Author photo

By Dr. Craig Luther
contributing writer 

Doug McHenry – U.S. Air Force B-52 Bomber Crew Chief in Vietnam War

 

March 27, 2021

Photo provided

Doug, far left, stands with his class of students in front of a B-58.

This is the 10th article in a continuing series about local military veterans and their service to our great country.

Once again, we begin at the beginning: Doug McHenry was born in Chicago on October 5, 1947, at about noon. His mother liked to tease him that she missed Sunday dinner because of his birth! Doug was an only child. While the family lived in Gary, Indiana until 1960, Doug's father worked in construction in Chicago, helping to build tall commercial buildings and churches. As Doug recalled, "my father would put the lathe up on the walls or columns and create window openings for churches. He loved his work. He was an artist of sorts." In fact, building and construction go back for generations in Doug's family: "Most of us were tradesmen or craftsmen."

=====

* Set problem A *
In the article about Doug McHenry, in which city did his father work in construction?
* Set problem B *
Carry on the article about Doug McHenry from the point where it stops.
The lines after this point are not needed.

* Recorded information *
=====

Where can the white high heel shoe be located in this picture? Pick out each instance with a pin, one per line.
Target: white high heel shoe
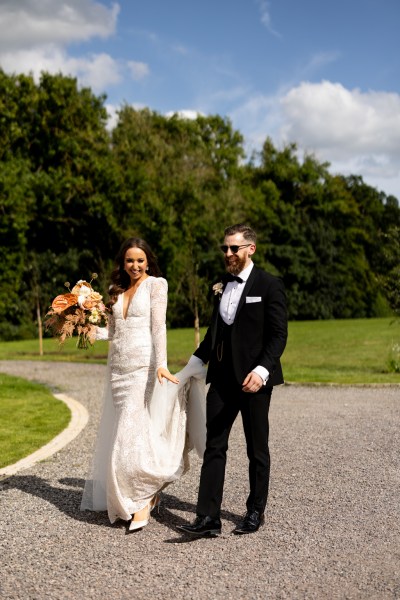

=====

* Task output A *
Chicago.

* Task output B *
Yet by early 1960, construction work had temporarily dried up in the "Windy City," so in April of that year the family headed for San Diego, California, so Mr. McHenry could find construction work. Doug's dad came out to San Diego first to look for housing and secure a job; his wife and son followed on the train from Chicago.


Doug, now a young teenager, had developed a passion for cars and hot rods, so he was thrilled to move to California, "the capitol of hot rodding."

"When the train pulled into San Bernadino, I thought I had died and gone to heaven. Parked across the street from the train switch yard was a 1951 or 1952 customized Chevy! But in the eighth grade my English teacher told me and a friend we'd never amount to anything because of our love of cars and hot rods!" Little did she know!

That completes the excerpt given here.